The task =
Isolate every line in the records below with "window" in it.

Data entries:
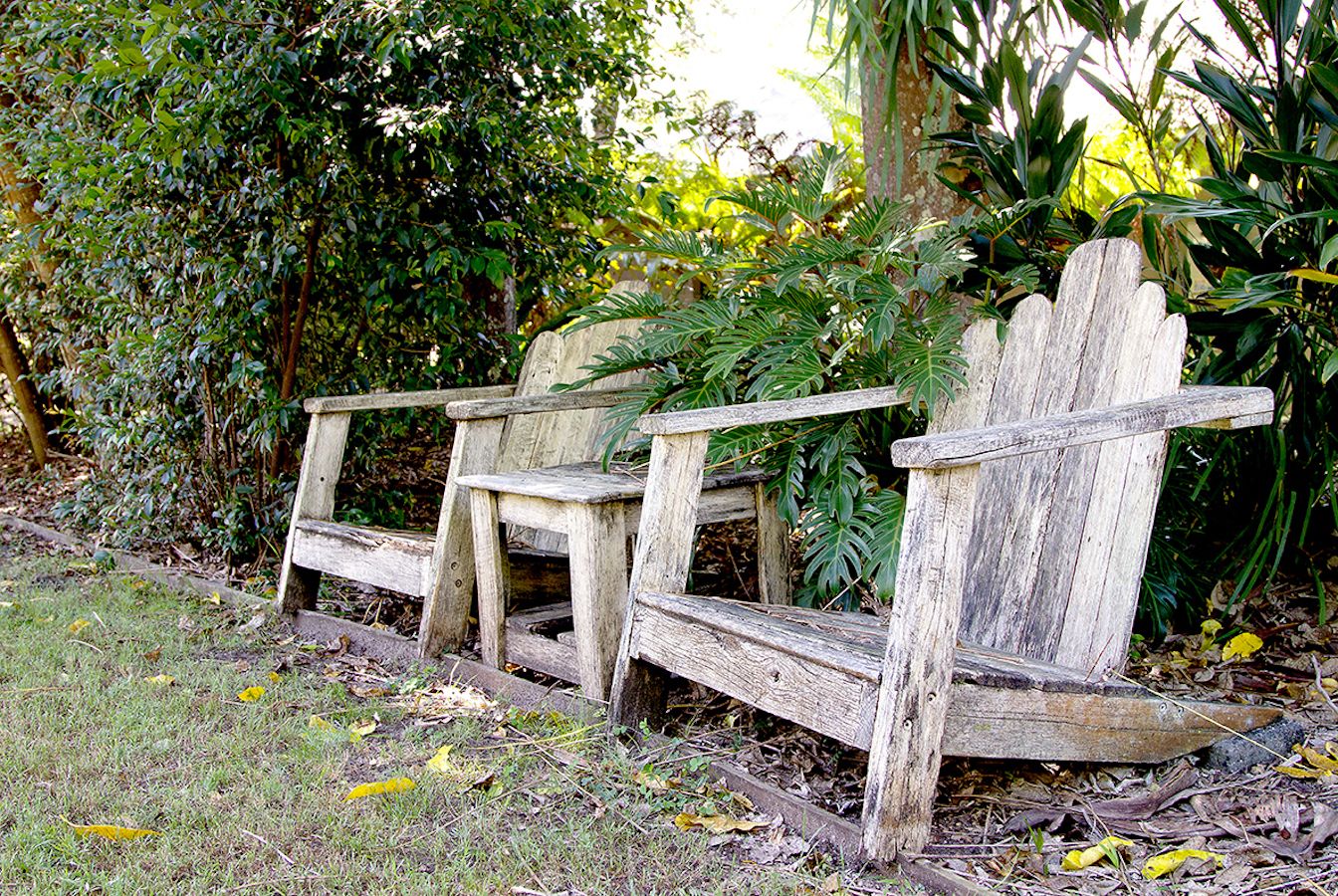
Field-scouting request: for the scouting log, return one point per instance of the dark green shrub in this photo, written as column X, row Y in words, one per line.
column 823, row 293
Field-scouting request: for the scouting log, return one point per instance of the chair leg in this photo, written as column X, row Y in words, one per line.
column 907, row 743
column 491, row 573
column 773, row 552
column 597, row 545
column 662, row 560
column 446, row 608
column 314, row 499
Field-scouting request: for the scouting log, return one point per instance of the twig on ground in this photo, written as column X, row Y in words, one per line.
column 1319, row 685
column 276, row 881
column 265, row 842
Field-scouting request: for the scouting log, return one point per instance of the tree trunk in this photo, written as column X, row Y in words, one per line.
column 15, row 365
column 898, row 167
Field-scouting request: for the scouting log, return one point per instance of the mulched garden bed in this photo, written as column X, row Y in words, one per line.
column 1005, row 825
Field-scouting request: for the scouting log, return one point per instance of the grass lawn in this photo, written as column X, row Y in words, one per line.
column 249, row 797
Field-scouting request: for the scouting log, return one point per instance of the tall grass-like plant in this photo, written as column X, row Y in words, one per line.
column 823, row 293
column 1262, row 238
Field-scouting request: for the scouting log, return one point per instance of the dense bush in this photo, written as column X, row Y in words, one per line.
column 821, row 292
column 253, row 202
column 1252, row 262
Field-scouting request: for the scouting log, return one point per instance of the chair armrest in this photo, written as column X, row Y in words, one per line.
column 1216, row 407
column 385, row 400
column 485, row 408
column 740, row 415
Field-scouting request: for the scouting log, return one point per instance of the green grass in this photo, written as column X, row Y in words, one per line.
column 251, row 799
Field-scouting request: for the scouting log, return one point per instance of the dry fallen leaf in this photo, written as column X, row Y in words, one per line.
column 1317, row 766
column 393, row 785
column 1080, row 859
column 110, row 832
column 1243, row 645
column 1168, row 861
column 716, row 824
column 654, row 782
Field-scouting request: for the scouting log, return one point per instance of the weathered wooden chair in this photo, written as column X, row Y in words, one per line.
column 1027, row 517
column 525, row 425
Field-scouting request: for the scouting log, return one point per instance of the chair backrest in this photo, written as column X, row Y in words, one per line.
column 556, row 357
column 1060, row 538
column 537, row 440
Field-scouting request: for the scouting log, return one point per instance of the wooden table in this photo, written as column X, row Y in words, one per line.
column 597, row 510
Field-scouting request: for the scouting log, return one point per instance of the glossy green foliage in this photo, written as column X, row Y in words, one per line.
column 1262, row 295
column 257, row 202
column 1014, row 159
column 825, row 293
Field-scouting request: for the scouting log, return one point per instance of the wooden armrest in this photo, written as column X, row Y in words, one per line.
column 385, row 400
column 739, row 415
column 1216, row 407
column 485, row 408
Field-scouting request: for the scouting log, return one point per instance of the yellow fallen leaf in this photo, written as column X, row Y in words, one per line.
column 716, row 824
column 1080, row 859
column 393, row 785
column 110, row 832
column 653, row 782
column 1209, row 630
column 1317, row 759
column 1241, row 645
column 1168, row 861
column 440, row 760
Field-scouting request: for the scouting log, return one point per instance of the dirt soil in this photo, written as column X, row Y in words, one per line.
column 1010, row 826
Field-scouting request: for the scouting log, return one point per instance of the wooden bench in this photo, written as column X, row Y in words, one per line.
column 597, row 510
column 1027, row 515
column 517, row 427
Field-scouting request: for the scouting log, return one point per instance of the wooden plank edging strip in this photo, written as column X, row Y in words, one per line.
column 388, row 400
column 130, row 563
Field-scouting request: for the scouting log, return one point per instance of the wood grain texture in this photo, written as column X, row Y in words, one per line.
column 589, row 483
column 381, row 558
column 769, row 666
column 314, row 499
column 516, row 405
column 740, row 415
column 1187, row 408
column 1001, row 706
column 917, row 670
column 446, row 610
column 491, row 575
column 1101, row 575
column 391, row 400
column 661, row 563
column 598, row 538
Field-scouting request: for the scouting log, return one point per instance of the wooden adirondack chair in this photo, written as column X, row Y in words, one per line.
column 526, row 427
column 1027, row 517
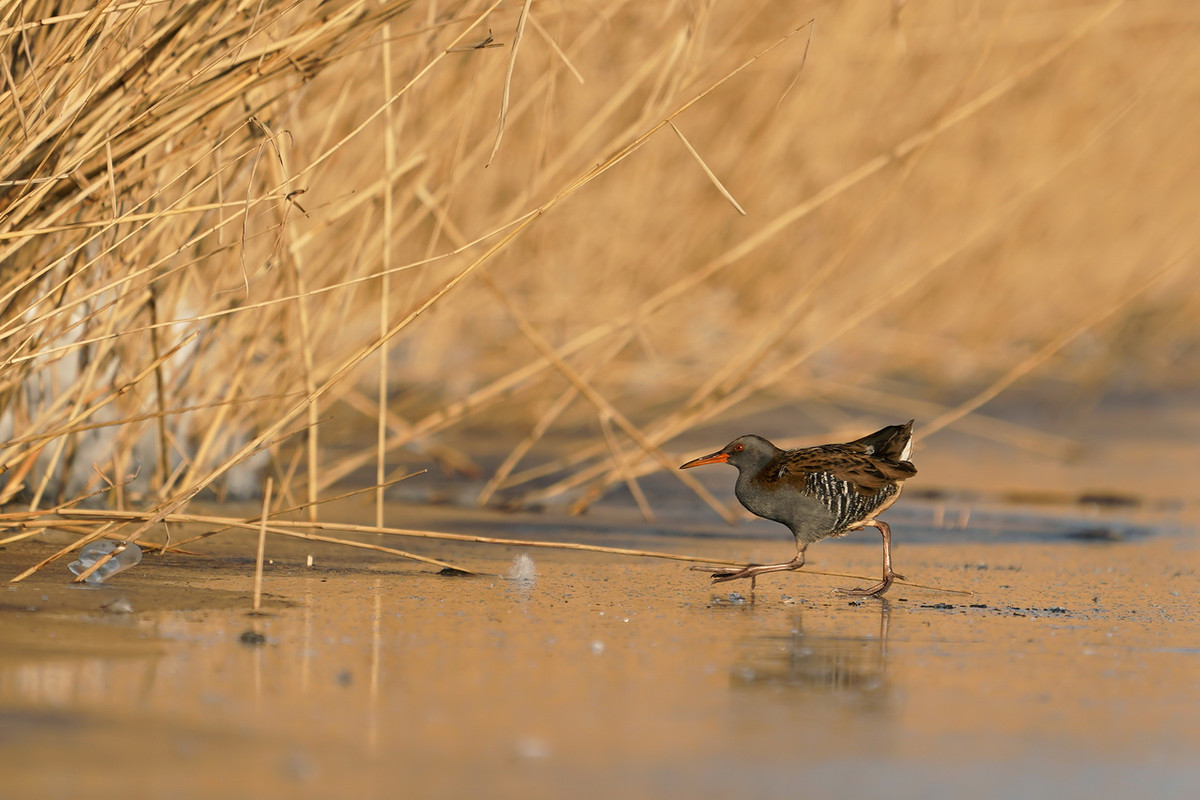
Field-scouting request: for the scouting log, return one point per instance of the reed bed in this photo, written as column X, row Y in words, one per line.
column 233, row 232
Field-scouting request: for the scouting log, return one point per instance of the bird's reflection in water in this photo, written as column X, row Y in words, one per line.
column 853, row 667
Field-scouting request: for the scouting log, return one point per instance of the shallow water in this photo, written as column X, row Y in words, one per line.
column 1071, row 671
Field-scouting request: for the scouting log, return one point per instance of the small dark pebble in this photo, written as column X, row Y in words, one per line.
column 1096, row 535
column 252, row 638
column 1109, row 499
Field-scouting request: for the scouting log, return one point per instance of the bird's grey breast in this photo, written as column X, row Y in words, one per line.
column 785, row 503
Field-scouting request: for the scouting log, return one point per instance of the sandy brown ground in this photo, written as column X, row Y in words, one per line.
column 1071, row 671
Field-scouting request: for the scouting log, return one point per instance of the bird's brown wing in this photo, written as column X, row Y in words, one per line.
column 850, row 462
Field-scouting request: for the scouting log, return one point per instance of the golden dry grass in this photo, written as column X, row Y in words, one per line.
column 214, row 216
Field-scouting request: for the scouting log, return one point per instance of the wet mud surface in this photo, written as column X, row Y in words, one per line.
column 1069, row 669
column 1053, row 648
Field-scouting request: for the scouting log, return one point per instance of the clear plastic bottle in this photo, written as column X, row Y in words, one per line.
column 91, row 553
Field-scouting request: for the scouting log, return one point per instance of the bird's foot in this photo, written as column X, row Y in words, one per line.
column 873, row 591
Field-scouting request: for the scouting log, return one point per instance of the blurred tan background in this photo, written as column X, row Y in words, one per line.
column 947, row 205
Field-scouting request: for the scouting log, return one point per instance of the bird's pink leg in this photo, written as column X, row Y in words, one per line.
column 888, row 573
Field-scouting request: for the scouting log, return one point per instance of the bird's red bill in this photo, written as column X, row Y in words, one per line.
column 715, row 458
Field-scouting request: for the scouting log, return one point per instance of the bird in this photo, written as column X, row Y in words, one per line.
column 819, row 492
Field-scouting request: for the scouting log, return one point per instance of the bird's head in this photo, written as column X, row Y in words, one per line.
column 744, row 452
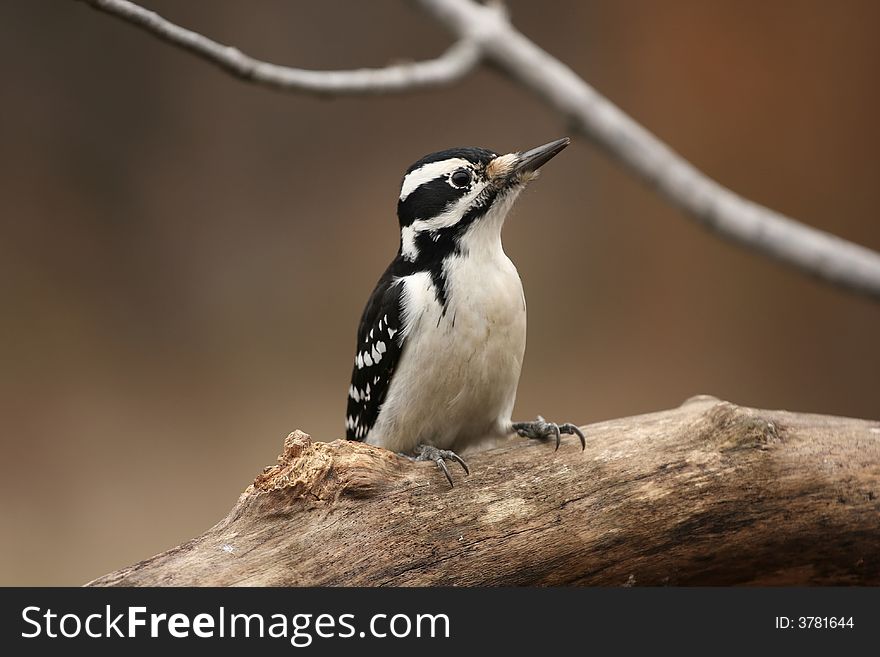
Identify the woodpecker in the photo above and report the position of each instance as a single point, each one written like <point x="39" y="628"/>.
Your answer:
<point x="441" y="340"/>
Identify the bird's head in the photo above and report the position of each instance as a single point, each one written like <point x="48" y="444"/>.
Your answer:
<point x="447" y="194"/>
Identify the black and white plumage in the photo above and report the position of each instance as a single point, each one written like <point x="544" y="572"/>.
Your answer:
<point x="442" y="338"/>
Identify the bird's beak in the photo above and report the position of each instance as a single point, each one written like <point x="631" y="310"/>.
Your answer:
<point x="532" y="160"/>
<point x="519" y="168"/>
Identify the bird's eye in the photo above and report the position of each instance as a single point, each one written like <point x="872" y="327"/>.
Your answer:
<point x="460" y="178"/>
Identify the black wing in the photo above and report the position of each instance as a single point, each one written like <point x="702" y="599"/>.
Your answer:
<point x="379" y="346"/>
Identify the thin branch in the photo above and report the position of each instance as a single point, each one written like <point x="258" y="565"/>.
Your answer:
<point x="485" y="31"/>
<point x="450" y="67"/>
<point x="813" y="251"/>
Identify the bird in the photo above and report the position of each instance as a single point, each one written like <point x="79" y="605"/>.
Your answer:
<point x="441" y="340"/>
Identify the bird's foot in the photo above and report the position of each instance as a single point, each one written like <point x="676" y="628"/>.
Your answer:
<point x="540" y="429"/>
<point x="439" y="456"/>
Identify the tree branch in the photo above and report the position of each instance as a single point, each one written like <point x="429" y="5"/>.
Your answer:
<point x="813" y="251"/>
<point x="485" y="32"/>
<point x="451" y="66"/>
<point x="707" y="493"/>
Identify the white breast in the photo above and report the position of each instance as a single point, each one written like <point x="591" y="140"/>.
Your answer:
<point x="457" y="379"/>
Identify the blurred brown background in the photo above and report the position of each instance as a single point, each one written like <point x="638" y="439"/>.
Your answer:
<point x="184" y="257"/>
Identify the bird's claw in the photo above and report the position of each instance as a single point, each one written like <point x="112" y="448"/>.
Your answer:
<point x="540" y="429"/>
<point x="440" y="456"/>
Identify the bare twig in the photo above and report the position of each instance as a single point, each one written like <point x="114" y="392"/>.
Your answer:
<point x="451" y="66"/>
<point x="813" y="251"/>
<point x="485" y="32"/>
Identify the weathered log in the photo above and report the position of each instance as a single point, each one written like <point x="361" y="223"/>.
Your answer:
<point x="707" y="493"/>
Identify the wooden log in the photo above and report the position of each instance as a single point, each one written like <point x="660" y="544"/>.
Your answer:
<point x="709" y="493"/>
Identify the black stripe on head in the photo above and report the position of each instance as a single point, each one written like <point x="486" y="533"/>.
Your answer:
<point x="478" y="156"/>
<point x="435" y="245"/>
<point x="433" y="197"/>
<point x="428" y="200"/>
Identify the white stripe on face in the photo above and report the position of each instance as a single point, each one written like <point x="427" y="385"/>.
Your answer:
<point x="427" y="173"/>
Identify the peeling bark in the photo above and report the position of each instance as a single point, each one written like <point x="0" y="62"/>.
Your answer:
<point x="705" y="494"/>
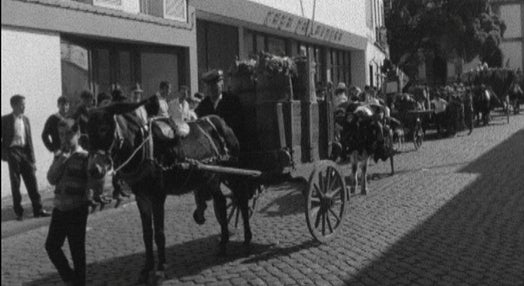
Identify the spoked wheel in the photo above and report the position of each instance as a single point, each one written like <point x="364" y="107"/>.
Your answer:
<point x="325" y="201"/>
<point x="418" y="135"/>
<point x="233" y="211"/>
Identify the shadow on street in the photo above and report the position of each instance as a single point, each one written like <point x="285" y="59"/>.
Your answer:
<point x="476" y="237"/>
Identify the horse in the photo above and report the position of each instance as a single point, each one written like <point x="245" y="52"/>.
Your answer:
<point x="482" y="104"/>
<point x="515" y="96"/>
<point x="116" y="136"/>
<point x="363" y="136"/>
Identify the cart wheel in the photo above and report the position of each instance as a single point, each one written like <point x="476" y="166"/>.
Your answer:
<point x="325" y="201"/>
<point x="233" y="211"/>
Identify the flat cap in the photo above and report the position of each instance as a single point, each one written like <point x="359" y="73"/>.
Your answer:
<point x="213" y="75"/>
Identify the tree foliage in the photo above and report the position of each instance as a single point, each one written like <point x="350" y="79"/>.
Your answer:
<point x="447" y="28"/>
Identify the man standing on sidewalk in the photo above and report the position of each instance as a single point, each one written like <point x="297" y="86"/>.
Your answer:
<point x="17" y="151"/>
<point x="50" y="132"/>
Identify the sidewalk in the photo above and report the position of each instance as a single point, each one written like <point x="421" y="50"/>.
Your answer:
<point x="10" y="226"/>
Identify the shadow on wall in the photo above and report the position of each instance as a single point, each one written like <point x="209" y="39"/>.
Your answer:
<point x="476" y="237"/>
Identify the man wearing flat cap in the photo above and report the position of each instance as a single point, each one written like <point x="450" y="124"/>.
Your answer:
<point x="219" y="102"/>
<point x="225" y="105"/>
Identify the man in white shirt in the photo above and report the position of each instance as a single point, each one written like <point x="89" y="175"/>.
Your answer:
<point x="340" y="95"/>
<point x="178" y="107"/>
<point x="440" y="111"/>
<point x="18" y="152"/>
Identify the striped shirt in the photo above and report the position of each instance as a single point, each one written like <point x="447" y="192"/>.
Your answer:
<point x="69" y="174"/>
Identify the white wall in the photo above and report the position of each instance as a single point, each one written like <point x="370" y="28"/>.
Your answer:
<point x="31" y="67"/>
<point x="511" y="14"/>
<point x="348" y="15"/>
<point x="374" y="57"/>
<point x="512" y="51"/>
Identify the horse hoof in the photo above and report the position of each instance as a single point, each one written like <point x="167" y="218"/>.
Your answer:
<point x="159" y="278"/>
<point x="199" y="217"/>
<point x="247" y="238"/>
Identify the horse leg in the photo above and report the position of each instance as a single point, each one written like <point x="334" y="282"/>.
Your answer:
<point x="145" y="208"/>
<point x="354" y="169"/>
<point x="364" y="186"/>
<point x="160" y="238"/>
<point x="243" y="204"/>
<point x="219" y="202"/>
<point x="201" y="205"/>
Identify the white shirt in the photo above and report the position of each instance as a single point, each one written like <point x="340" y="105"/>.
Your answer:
<point x="339" y="99"/>
<point x="163" y="106"/>
<point x="179" y="110"/>
<point x="19" y="134"/>
<point x="440" y="105"/>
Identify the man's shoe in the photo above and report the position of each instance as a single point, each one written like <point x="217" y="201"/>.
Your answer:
<point x="42" y="213"/>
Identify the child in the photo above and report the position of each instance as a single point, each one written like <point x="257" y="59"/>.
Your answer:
<point x="69" y="219"/>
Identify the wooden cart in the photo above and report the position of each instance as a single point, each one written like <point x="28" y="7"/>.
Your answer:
<point x="288" y="133"/>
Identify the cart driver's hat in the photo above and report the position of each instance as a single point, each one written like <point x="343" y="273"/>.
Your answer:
<point x="213" y="76"/>
<point x="136" y="88"/>
<point x="341" y="86"/>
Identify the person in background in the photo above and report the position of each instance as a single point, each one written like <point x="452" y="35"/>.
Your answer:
<point x="340" y="95"/>
<point x="117" y="95"/>
<point x="163" y="98"/>
<point x="224" y="105"/>
<point x="68" y="173"/>
<point x="218" y="102"/>
<point x="440" y="111"/>
<point x="18" y="152"/>
<point x="178" y="107"/>
<point x="136" y="96"/>
<point x="194" y="101"/>
<point x="468" y="109"/>
<point x="50" y="133"/>
<point x="81" y="115"/>
<point x="103" y="99"/>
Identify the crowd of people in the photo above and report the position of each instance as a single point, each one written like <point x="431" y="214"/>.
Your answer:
<point x="64" y="135"/>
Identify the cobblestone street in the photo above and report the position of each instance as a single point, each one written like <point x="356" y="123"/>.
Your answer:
<point x="453" y="214"/>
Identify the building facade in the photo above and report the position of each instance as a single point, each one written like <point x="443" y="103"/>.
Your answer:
<point x="512" y="46"/>
<point x="61" y="47"/>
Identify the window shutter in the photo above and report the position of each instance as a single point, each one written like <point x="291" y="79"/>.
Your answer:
<point x="108" y="3"/>
<point x="175" y="10"/>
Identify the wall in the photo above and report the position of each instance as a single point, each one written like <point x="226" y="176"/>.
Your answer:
<point x="513" y="52"/>
<point x="31" y="67"/>
<point x="348" y="15"/>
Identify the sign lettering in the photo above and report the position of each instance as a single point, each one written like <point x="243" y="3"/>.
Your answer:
<point x="302" y="27"/>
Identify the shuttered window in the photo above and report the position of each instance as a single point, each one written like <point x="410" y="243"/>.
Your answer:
<point x="108" y="3"/>
<point x="175" y="10"/>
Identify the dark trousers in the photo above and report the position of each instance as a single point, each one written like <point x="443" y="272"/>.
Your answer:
<point x="70" y="225"/>
<point x="20" y="166"/>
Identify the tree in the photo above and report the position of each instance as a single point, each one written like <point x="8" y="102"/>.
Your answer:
<point x="443" y="28"/>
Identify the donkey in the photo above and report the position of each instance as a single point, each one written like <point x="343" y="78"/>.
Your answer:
<point x="117" y="136"/>
<point x="363" y="136"/>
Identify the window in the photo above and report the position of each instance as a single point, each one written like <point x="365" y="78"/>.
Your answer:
<point x="217" y="46"/>
<point x="101" y="66"/>
<point x="75" y="70"/>
<point x="340" y="62"/>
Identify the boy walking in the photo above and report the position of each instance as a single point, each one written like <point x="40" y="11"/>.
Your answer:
<point x="69" y="219"/>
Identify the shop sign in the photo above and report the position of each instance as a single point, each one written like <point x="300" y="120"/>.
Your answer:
<point x="303" y="27"/>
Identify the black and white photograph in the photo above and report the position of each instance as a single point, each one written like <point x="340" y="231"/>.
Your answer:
<point x="262" y="142"/>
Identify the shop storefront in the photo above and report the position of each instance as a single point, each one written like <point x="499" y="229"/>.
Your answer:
<point x="53" y="48"/>
<point x="277" y="32"/>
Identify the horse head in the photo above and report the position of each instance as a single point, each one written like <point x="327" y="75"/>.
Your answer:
<point x="104" y="136"/>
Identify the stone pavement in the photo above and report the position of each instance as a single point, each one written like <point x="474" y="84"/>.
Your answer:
<point x="453" y="214"/>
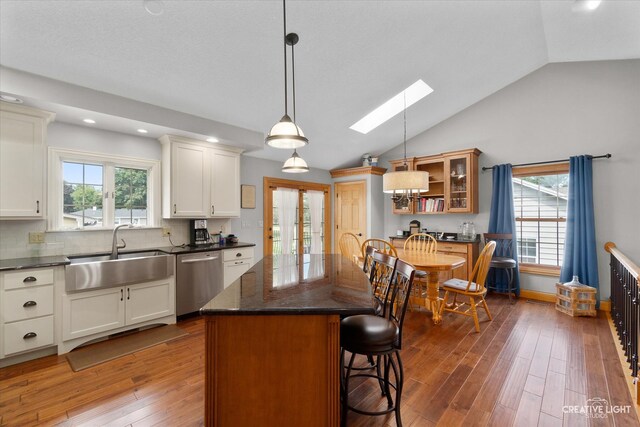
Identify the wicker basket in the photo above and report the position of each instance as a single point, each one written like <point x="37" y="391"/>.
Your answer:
<point x="576" y="300"/>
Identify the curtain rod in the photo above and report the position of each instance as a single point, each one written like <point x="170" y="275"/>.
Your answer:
<point x="604" y="156"/>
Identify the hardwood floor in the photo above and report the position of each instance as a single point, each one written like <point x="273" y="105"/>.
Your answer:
<point x="521" y="369"/>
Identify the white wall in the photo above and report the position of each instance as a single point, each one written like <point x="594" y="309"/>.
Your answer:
<point x="252" y="171"/>
<point x="555" y="112"/>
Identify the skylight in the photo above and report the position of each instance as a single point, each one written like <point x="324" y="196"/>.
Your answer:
<point x="395" y="105"/>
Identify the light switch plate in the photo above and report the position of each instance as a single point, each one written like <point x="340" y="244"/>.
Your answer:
<point x="36" y="237"/>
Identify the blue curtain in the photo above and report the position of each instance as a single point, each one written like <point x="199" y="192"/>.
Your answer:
<point x="502" y="219"/>
<point x="580" y="239"/>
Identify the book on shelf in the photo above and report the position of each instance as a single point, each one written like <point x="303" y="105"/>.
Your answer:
<point x="427" y="204"/>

Task answer =
Identify the window shutter in the photo above and report the position of each instance as a single point, each one written like <point x="291" y="79"/>.
Identify the shuttered window in the photo above and report the position of each instance as a single point, each one written like <point x="410" y="243"/>.
Identify the window in the photo above and report the position of each instance as a single point, each one written like <point x="365" y="78"/>.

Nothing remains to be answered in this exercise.